── MATERIAL SHOWN ──

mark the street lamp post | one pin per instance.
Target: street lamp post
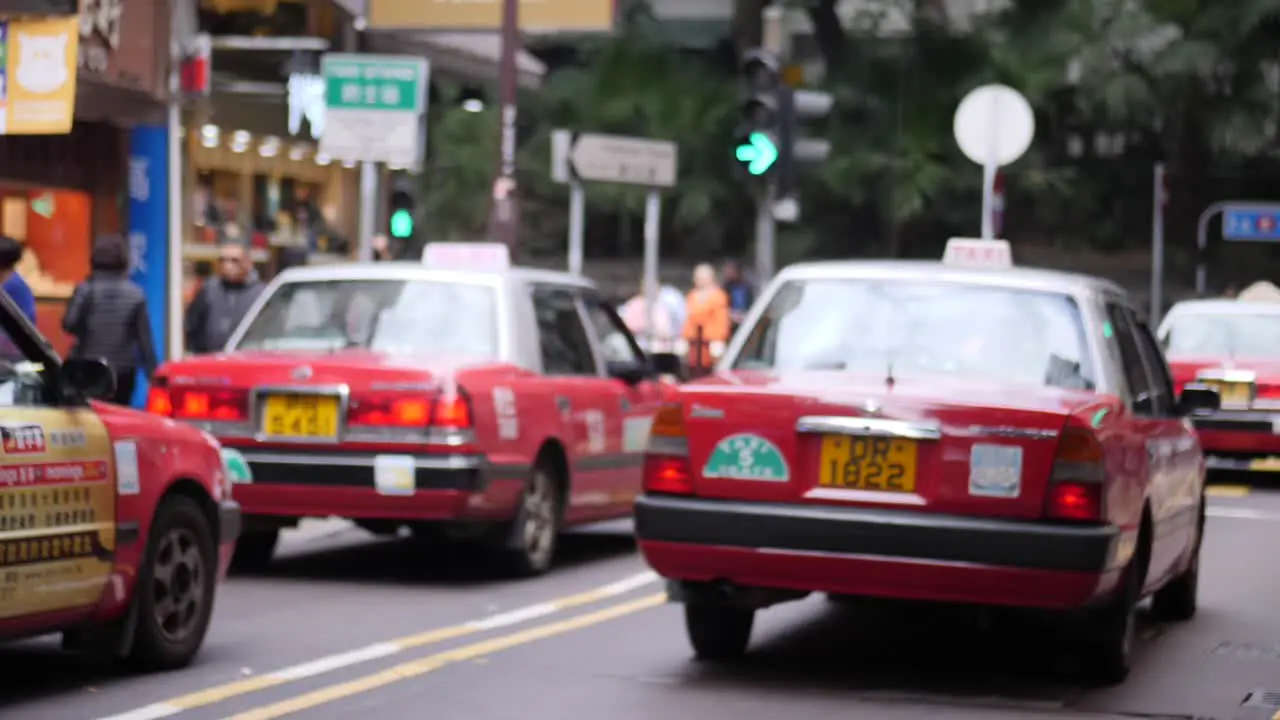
(503, 218)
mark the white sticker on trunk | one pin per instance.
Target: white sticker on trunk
(128, 479)
(394, 474)
(996, 470)
(504, 410)
(635, 433)
(746, 458)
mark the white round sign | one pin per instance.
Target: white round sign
(993, 124)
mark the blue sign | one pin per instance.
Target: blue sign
(149, 232)
(1257, 223)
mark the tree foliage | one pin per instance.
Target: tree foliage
(1118, 85)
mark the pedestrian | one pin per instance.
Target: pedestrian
(707, 324)
(13, 285)
(223, 300)
(108, 317)
(635, 314)
(739, 290)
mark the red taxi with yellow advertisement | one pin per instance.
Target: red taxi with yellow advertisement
(114, 525)
(1234, 346)
(961, 432)
(461, 396)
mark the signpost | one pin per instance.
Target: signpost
(579, 158)
(993, 126)
(374, 106)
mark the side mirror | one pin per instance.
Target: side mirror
(666, 364)
(630, 373)
(1198, 399)
(94, 379)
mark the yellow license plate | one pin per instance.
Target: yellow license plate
(301, 417)
(868, 463)
(1233, 393)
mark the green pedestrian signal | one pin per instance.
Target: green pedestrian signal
(758, 151)
(402, 224)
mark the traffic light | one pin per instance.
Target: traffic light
(401, 215)
(798, 106)
(758, 140)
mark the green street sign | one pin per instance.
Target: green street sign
(355, 82)
(402, 223)
(759, 153)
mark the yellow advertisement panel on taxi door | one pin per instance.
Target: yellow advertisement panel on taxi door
(56, 510)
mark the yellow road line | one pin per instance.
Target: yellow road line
(430, 662)
(1228, 491)
(220, 693)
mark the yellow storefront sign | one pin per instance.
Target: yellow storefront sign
(545, 16)
(37, 74)
(56, 510)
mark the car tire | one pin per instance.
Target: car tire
(528, 543)
(254, 551)
(718, 632)
(1110, 634)
(1175, 602)
(174, 593)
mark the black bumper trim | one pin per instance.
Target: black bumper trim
(432, 473)
(231, 520)
(890, 533)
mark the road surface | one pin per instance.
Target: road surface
(346, 625)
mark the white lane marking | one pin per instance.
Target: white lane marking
(627, 584)
(149, 712)
(515, 616)
(336, 661)
(1243, 514)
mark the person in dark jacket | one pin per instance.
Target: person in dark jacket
(108, 315)
(223, 301)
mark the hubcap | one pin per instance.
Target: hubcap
(539, 510)
(178, 584)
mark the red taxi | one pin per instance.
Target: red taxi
(935, 432)
(461, 397)
(114, 525)
(1233, 345)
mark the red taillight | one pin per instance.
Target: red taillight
(397, 410)
(667, 474)
(1078, 477)
(1075, 501)
(219, 405)
(452, 411)
(666, 463)
(159, 402)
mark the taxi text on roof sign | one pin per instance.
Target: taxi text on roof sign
(467, 255)
(974, 253)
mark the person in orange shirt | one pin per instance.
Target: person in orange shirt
(708, 319)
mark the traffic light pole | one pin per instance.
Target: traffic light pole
(775, 40)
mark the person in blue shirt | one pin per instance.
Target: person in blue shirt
(13, 285)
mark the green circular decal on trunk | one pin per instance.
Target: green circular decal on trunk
(236, 465)
(746, 458)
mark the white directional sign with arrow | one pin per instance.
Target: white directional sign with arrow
(612, 158)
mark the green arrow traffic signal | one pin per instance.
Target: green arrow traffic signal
(402, 223)
(759, 153)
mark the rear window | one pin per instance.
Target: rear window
(920, 328)
(1219, 335)
(398, 317)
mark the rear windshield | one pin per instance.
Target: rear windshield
(400, 317)
(919, 328)
(1219, 335)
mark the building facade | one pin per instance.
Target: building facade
(58, 191)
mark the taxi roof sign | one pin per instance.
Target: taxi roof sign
(977, 253)
(467, 255)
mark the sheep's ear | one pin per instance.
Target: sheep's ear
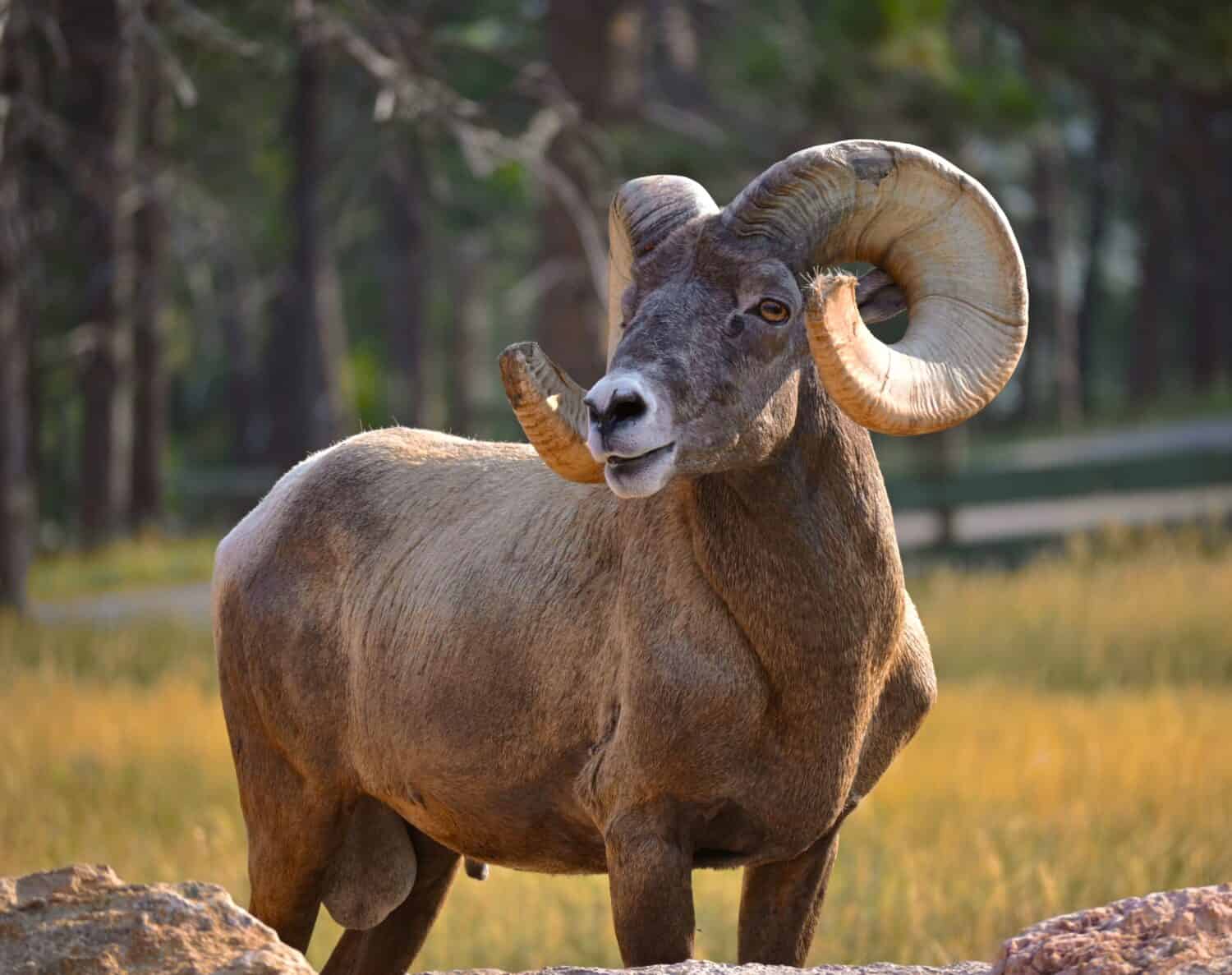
(549, 406)
(642, 216)
(879, 297)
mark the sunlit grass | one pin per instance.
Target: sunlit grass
(147, 561)
(1116, 609)
(1010, 807)
(1078, 753)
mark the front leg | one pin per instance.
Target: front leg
(650, 872)
(780, 904)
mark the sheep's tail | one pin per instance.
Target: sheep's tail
(476, 871)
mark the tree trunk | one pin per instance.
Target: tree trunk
(149, 246)
(101, 108)
(307, 347)
(407, 275)
(571, 322)
(234, 318)
(468, 337)
(1103, 164)
(1156, 291)
(1051, 200)
(1207, 202)
(16, 489)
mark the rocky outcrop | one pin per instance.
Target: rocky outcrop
(715, 968)
(1180, 931)
(86, 921)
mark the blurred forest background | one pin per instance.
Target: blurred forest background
(232, 233)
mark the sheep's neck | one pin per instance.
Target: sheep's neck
(802, 551)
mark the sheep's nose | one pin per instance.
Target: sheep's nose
(611, 407)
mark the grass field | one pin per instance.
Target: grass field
(1079, 752)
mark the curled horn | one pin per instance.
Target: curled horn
(943, 241)
(642, 216)
(545, 399)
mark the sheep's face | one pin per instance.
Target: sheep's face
(705, 376)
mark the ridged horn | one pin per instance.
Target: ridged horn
(549, 406)
(642, 216)
(945, 243)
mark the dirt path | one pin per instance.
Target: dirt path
(190, 603)
(916, 529)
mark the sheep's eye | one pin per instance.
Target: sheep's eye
(774, 310)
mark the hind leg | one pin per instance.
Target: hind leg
(292, 830)
(393, 945)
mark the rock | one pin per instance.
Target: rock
(86, 921)
(715, 968)
(1179, 931)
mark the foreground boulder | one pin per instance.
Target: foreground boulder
(1179, 931)
(86, 921)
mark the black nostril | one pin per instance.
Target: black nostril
(623, 406)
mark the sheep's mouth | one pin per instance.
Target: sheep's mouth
(625, 462)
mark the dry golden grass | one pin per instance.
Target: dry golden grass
(1116, 609)
(1012, 805)
(1079, 752)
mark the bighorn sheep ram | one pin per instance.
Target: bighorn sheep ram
(431, 647)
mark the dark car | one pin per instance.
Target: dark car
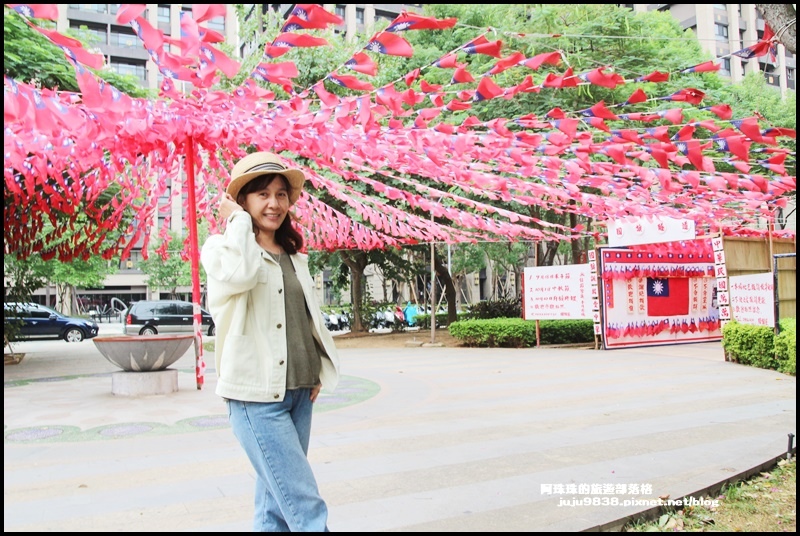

───

### REQUIRED WORK:
Each record must be returned exactly as it stands, and the images omitted.

### RESULT BELOW:
mark the street lamp post | one pin per instance.
Target: street lamp post
(503, 218)
mark the white sticker on trunk | one pin per instance.
Target: white sticker on trunk
(128, 479)
(394, 474)
(996, 470)
(504, 410)
(635, 433)
(746, 458)
mark the white round sign | one pin per instance.
Target: white round sign
(993, 124)
mark the blue sign | one pin per instance.
Target: blue sign
(149, 232)
(1257, 223)
mark the tree foliage | one pin per instance.
Target: tree foliage
(1118, 85)
mark the pedestrian | one pin per instance.
Target: pedestrian
(707, 324)
(13, 285)
(223, 300)
(108, 317)
(635, 314)
(739, 290)
mark the red taxi with yellow advertisement | one pin per instance.
Target: red taxi with yellow advertisement
(114, 525)
(1234, 346)
(961, 432)
(461, 396)
mark the signpost | one pin per instance.
Target: signpost
(579, 158)
(993, 126)
(374, 106)
mark the side mirror | one pin per instance.
Target: side mirror
(666, 364)
(630, 373)
(1198, 399)
(94, 379)
mark the yellow license plate | one pin per instance.
Target: yellow license plate
(301, 417)
(868, 463)
(1233, 393)
mark the green pedestrian signal | one pin per instance.
Target: green pedestrian signal
(758, 151)
(402, 224)
mark the traffic light | one pin per instance.
Target: traffic light
(401, 215)
(798, 106)
(758, 140)
mark the green street sign | one pin per instance.
Target: green street sign
(355, 82)
(402, 223)
(759, 153)
mark the yellow advertisement panel on taxi door | one pin per instance.
Target: yellow advertisement panel on taxi door
(56, 510)
mark the yellow road line | one pin per instance.
Target: yellow road line
(430, 662)
(1228, 491)
(220, 693)
mark the yellow storefront sign | one pin per instance.
Target: yellow storefront sign
(545, 16)
(37, 74)
(56, 510)
mark the car tire | one pin per instance.
Target: car tire
(528, 543)
(254, 551)
(718, 632)
(1110, 634)
(1175, 602)
(174, 593)
mark the black bumper trim | one pin per instance.
Target: black bumper trim
(432, 473)
(231, 520)
(890, 533)
mark the road surface | one pin per instance.
Target: road surface
(346, 625)
mark the white lane marking | one pin per instance.
Target: white lane marking
(627, 584)
(149, 712)
(515, 616)
(336, 661)
(1243, 514)
mark the person in dark jacket | one pin per instance.
Target: person in dark jacket
(108, 315)
(223, 301)
mark the hubcap | one pin per instance.
Target: hubcap
(539, 510)
(178, 584)
mark the red taxi | one pin per instance.
Target: red taxi
(935, 432)
(461, 397)
(114, 525)
(1233, 345)
mark the red taillight | one pin per instance.
Target: red taillight
(397, 410)
(667, 474)
(1078, 477)
(1075, 501)
(219, 405)
(452, 411)
(666, 463)
(159, 402)
mark the taxi text on roof sign | one pin per instance.
Target: taxi text on roof sign
(467, 255)
(974, 253)
mark the person in orange shirt | one pin per instance.
Target: person in orange shirt
(708, 319)
mark the traffic light pole | one pin per instance.
Target: traffic light pole
(775, 40)
mark the person in blue shirt | one pin per instance.
Target: person in blue shirt
(13, 285)
mark the green circular decal on trunk | one pin per instance.
Target: green circular decal on trunk
(236, 465)
(746, 458)
mark the white directional sign with arrow | one pin per instance.
Target: white directional sign with arrow
(612, 158)
mark the green arrow traffic signal | one pin per instance.
Target: green arrow traffic signal
(402, 223)
(759, 153)
mark the rear window | one pin per instance.
Target: rear window
(920, 328)
(1219, 335)
(398, 317)
mark the rear windshield | one pin per instance.
Target: rear windshield
(400, 317)
(919, 328)
(1219, 335)
mark the building facade | one pin per instance.
Target: building facade
(58, 191)
mark the taxi roof sign | one pin per instance.
Target: taxi roof sign
(977, 253)
(467, 255)
mark the sheep's ear | one pin per instance.
Target: sheep's ear
(549, 406)
(642, 216)
(879, 297)
mark the sunlit grass | one pin per instance.
Target: sunlit grass
(147, 561)
(1116, 609)
(1010, 807)
(1078, 753)
mark the front leg | one pin per instance.
Target: front leg
(650, 872)
(780, 904)
mark the sheep's tail | one pin per instance.
Target: sheep's tail
(476, 871)
mark the tree trunk | one pin per instance.
Target: tree trunk
(149, 246)
(101, 108)
(307, 347)
(407, 275)
(571, 322)
(234, 318)
(468, 337)
(1103, 164)
(1156, 291)
(1051, 200)
(1207, 202)
(16, 489)
mark the rocky outcrop | one pin per instance.
Target: rocky outcrop
(715, 968)
(1180, 931)
(86, 921)
mark the blurred forest background | one pin per instance.
Target: blurred forest background
(232, 233)
mark the sheep's neck | one pin per instance.
Target: sheep's neck
(802, 551)
mark the sheep's nose | one pin per instance.
Target: sheep's nose
(611, 407)
mark the grass field | one pin per instance.
Target: grass field
(1079, 752)
mark the curled horn | one pin per instance.
Target: curled horn
(943, 241)
(642, 216)
(545, 399)
mark the sheep's face | one pin per instance.
Target: sheep's face
(705, 376)
mark the ridged horn | one pin per instance.
Target: ridged horn
(549, 406)
(642, 216)
(945, 243)
mark the dirt path | one pin per instance.
Target: dirt path
(190, 603)
(916, 529)
mark the sheep's eye | one pin per instance.
Target: sheep's eye
(774, 310)
mark the hind leg | one pin per instance.
Target: hind leg
(292, 830)
(393, 945)
mark the rock | one pin per instance.
Target: rock
(86, 921)
(715, 968)
(1179, 931)
mark the foreground boulder | one pin per instance.
Target: foreground boulder
(1179, 931)
(86, 921)
mark the black nostril | one pin per instance.
Target: black nostril
(623, 406)
mark the sheep's mouth | one pin per instance.
Target: sheep's mouth
(625, 462)
mark the dry golden grass | one pin per instance.
Target: dry golden grass
(1116, 609)
(1012, 805)
(1079, 752)
mark the bighorn sheep ram | one pin per instance.
Target: bighorn sheep ram
(431, 647)
mark the dark car | one pin per instance.
Target: dark car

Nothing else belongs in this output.